» **MATERIAL FOR THE TASK**:
● ● ● ● ●

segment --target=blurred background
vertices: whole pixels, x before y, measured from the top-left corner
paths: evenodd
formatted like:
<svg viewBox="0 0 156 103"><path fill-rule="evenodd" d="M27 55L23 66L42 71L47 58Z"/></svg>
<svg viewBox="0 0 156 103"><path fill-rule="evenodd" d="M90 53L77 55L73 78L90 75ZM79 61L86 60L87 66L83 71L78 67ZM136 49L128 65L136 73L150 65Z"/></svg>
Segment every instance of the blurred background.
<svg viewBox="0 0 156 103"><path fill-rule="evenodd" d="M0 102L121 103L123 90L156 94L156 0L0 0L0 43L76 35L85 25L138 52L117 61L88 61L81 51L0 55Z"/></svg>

● ● ● ● ●

» **REQUIREMENT**: Emit only the final stretch of the records: the line containing "55L23 66L42 71L47" through the end, each line exactly as it stands.

» **ANSWER FOR THIS EXERCISE**:
<svg viewBox="0 0 156 103"><path fill-rule="evenodd" d="M27 55L23 66L42 71L47 58Z"/></svg>
<svg viewBox="0 0 156 103"><path fill-rule="evenodd" d="M90 53L77 55L73 78L90 75ZM79 61L86 60L87 66L83 71L78 67ZM136 49L128 65L136 73L150 65Z"/></svg>
Segment every instance of the blurred background.
<svg viewBox="0 0 156 103"><path fill-rule="evenodd" d="M0 102L121 103L123 90L156 94L156 0L0 0L0 43L76 35L85 25L138 52L117 61L88 61L81 51L0 55Z"/></svg>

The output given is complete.